[Work instruction]: The expected result is every entry, retyped character for character.
(Dataset records begins)
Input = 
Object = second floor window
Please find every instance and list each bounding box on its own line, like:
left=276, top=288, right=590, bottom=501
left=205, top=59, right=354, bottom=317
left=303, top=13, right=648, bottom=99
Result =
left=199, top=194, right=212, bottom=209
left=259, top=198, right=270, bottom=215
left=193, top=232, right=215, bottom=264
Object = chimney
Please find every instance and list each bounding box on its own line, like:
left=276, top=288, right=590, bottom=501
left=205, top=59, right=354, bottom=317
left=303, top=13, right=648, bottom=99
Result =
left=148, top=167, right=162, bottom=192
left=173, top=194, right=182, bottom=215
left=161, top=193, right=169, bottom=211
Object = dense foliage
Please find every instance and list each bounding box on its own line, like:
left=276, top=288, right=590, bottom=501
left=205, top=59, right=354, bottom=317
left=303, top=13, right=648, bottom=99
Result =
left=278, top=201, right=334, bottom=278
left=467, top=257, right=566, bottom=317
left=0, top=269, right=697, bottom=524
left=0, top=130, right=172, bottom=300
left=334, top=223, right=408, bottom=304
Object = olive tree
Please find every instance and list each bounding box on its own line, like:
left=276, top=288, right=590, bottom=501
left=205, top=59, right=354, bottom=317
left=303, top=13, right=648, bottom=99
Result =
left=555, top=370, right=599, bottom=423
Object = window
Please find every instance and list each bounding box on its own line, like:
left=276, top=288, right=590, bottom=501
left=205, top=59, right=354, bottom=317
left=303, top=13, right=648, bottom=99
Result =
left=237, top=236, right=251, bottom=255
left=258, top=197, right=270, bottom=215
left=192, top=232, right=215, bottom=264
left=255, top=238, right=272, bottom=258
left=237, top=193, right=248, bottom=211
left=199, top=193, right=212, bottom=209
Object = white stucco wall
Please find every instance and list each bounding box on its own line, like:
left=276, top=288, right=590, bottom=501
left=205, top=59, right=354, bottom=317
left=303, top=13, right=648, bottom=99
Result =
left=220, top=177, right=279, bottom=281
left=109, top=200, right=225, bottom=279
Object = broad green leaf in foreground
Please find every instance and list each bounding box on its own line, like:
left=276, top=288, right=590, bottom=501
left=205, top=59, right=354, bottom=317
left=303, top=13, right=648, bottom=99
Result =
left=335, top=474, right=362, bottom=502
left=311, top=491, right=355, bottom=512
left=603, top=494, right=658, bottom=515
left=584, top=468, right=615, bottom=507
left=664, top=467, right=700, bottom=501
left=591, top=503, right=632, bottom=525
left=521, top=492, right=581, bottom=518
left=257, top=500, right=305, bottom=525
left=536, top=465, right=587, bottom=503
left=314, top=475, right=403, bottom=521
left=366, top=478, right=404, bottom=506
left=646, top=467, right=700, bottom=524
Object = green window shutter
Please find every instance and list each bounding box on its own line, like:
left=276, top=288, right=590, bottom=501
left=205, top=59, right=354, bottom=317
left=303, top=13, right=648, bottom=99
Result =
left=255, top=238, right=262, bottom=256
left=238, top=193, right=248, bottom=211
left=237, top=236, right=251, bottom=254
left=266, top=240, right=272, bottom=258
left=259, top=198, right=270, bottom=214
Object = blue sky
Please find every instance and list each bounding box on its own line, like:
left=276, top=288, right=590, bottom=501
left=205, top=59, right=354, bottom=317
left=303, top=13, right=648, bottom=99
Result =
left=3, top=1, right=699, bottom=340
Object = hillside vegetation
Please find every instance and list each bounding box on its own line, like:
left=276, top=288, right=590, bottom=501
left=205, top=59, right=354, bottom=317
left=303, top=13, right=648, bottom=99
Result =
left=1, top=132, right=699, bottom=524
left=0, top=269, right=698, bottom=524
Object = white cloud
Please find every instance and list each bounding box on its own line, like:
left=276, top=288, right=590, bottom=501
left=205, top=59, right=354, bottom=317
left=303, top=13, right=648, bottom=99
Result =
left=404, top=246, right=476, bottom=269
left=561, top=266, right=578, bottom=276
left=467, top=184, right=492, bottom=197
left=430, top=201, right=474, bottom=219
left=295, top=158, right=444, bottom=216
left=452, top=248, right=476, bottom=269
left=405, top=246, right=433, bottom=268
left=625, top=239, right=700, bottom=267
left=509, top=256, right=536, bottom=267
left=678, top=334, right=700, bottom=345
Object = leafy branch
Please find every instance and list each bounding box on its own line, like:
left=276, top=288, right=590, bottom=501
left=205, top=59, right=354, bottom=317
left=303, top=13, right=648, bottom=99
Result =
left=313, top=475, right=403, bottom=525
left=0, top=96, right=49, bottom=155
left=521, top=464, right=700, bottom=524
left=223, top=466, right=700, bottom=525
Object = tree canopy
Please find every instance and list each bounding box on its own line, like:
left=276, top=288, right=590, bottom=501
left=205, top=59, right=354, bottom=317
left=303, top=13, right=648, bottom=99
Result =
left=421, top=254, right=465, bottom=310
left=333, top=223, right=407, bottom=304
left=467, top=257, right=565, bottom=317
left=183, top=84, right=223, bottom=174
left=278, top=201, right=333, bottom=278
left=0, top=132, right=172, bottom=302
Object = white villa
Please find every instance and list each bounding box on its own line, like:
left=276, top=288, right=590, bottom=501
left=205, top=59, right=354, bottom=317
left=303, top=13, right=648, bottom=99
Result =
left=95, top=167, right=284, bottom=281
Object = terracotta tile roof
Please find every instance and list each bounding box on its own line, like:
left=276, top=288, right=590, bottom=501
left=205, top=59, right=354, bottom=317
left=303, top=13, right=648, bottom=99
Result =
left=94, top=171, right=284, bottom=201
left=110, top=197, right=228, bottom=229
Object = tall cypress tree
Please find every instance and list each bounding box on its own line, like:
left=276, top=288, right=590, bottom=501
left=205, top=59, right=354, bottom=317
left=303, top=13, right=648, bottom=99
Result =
(Dataset records ends)
[Reply to the task]:
Input = 
Object = second floor window
Please find every instance and list each bounding box on its own line, like:
left=276, top=288, right=590, bottom=501
left=205, top=59, right=354, bottom=317
left=303, top=13, right=648, bottom=99
Result =
left=199, top=194, right=212, bottom=209
left=259, top=198, right=270, bottom=215
left=193, top=232, right=215, bottom=264
Object = chimney
Please find every instance and list each bounding box on its own line, like:
left=276, top=288, right=590, bottom=501
left=205, top=59, right=354, bottom=317
left=303, top=13, right=648, bottom=99
Result =
left=148, top=167, right=162, bottom=192
left=173, top=194, right=182, bottom=215
left=161, top=193, right=169, bottom=211
Object = dense foliage
Please find every instance and list each bounding box on its own line, like:
left=276, top=288, right=590, bottom=501
left=205, top=59, right=354, bottom=317
left=303, top=13, right=648, bottom=99
Result =
left=278, top=201, right=334, bottom=278
left=467, top=257, right=566, bottom=317
left=0, top=269, right=697, bottom=524
left=0, top=130, right=172, bottom=300
left=334, top=223, right=408, bottom=304
Object = olive tree
Please find every instance and list each bounding box on its own line, like:
left=276, top=288, right=590, bottom=501
left=205, top=59, right=354, bottom=317
left=303, top=13, right=648, bottom=99
Result =
left=555, top=370, right=599, bottom=423
Object = window
Please find every instance and list each bounding box on its own line, like:
left=276, top=288, right=590, bottom=501
left=205, top=59, right=354, bottom=317
left=303, top=13, right=648, bottom=99
Result =
left=237, top=236, right=251, bottom=255
left=258, top=197, right=270, bottom=215
left=192, top=232, right=215, bottom=264
left=255, top=238, right=272, bottom=258
left=237, top=193, right=248, bottom=211
left=199, top=193, right=212, bottom=209
Object = white stucco wall
Please find every instance and list each bounding box on its own line, like:
left=276, top=288, right=590, bottom=501
left=205, top=59, right=354, bottom=317
left=303, top=13, right=648, bottom=99
Result =
left=220, top=177, right=279, bottom=281
left=109, top=200, right=225, bottom=279
Object = broad green leaf in foreground
Please find every instance and list each bounding box on its own line, like:
left=276, top=288, right=590, bottom=501
left=205, top=59, right=354, bottom=317
left=303, top=13, right=648, bottom=99
Result =
left=335, top=474, right=362, bottom=502
left=311, top=491, right=355, bottom=512
left=603, top=494, right=658, bottom=515
left=584, top=468, right=615, bottom=507
left=664, top=467, right=700, bottom=501
left=591, top=503, right=632, bottom=525
left=521, top=492, right=581, bottom=518
left=257, top=500, right=305, bottom=525
left=536, top=465, right=587, bottom=503
left=314, top=475, right=403, bottom=521
left=366, top=478, right=404, bottom=506
left=646, top=467, right=700, bottom=524
Object = green window shutter
Please find every instance and list each bounding box on its own line, like:
left=276, top=288, right=590, bottom=501
left=205, top=59, right=354, bottom=317
left=303, top=13, right=648, bottom=99
Result =
left=255, top=238, right=262, bottom=256
left=238, top=193, right=248, bottom=211
left=237, top=236, right=251, bottom=254
left=266, top=240, right=272, bottom=258
left=259, top=198, right=270, bottom=214
Object = blue sky
Please find every instance and list each bounding box on its own line, like:
left=276, top=288, right=590, bottom=501
left=205, top=59, right=354, bottom=317
left=303, top=13, right=648, bottom=99
Result =
left=3, top=1, right=699, bottom=340
Object = hillside vegetation
Please find every instance and list each bounding box on its own line, like:
left=276, top=288, right=590, bottom=501
left=205, top=59, right=354, bottom=317
left=303, top=13, right=648, bottom=99
Result =
left=1, top=132, right=699, bottom=524
left=0, top=269, right=698, bottom=524
Object = white cloud
Please find every instance and list each bounding box on its own line, like:
left=276, top=288, right=590, bottom=501
left=205, top=59, right=354, bottom=317
left=303, top=13, right=648, bottom=99
Result =
left=404, top=246, right=476, bottom=269
left=561, top=266, right=578, bottom=276
left=467, top=184, right=492, bottom=197
left=430, top=201, right=474, bottom=219
left=295, top=158, right=444, bottom=216
left=452, top=248, right=476, bottom=269
left=405, top=246, right=433, bottom=268
left=625, top=239, right=700, bottom=267
left=509, top=256, right=536, bottom=267
left=678, top=334, right=700, bottom=345
Object = leafy branch
Please find every instance and list each bounding box on its own line, like:
left=276, top=288, right=590, bottom=501
left=205, top=59, right=354, bottom=317
left=303, top=13, right=648, bottom=99
Result =
left=313, top=475, right=403, bottom=525
left=0, top=96, right=49, bottom=155
left=521, top=464, right=700, bottom=524
left=223, top=466, right=700, bottom=525
Object = tree canopy
Please find every instance and list each bounding box on its own line, like:
left=276, top=288, right=590, bottom=501
left=205, top=59, right=354, bottom=317
left=303, top=13, right=648, bottom=99
Result =
left=421, top=254, right=465, bottom=310
left=333, top=223, right=407, bottom=304
left=467, top=257, right=565, bottom=317
left=183, top=84, right=223, bottom=174
left=278, top=201, right=333, bottom=278
left=0, top=132, right=172, bottom=302
Object = white villa
Please find every instance and list each bounding box on its own line, like:
left=276, top=288, right=590, bottom=501
left=205, top=59, right=354, bottom=317
left=303, top=13, right=648, bottom=99
Result =
left=95, top=167, right=284, bottom=281
Object = terracotta tile roof
Please find every instance and list each bounding box on its own line, like:
left=276, top=288, right=590, bottom=501
left=205, top=59, right=354, bottom=317
left=303, top=13, right=648, bottom=99
Result =
left=94, top=171, right=284, bottom=201
left=110, top=197, right=228, bottom=229
Object = tall cypress tree
Please find every instance and list each bounding box on its own line, like:
left=276, top=288, right=590, bottom=501
left=205, top=59, right=354, bottom=317
left=303, top=13, right=648, bottom=99
Result =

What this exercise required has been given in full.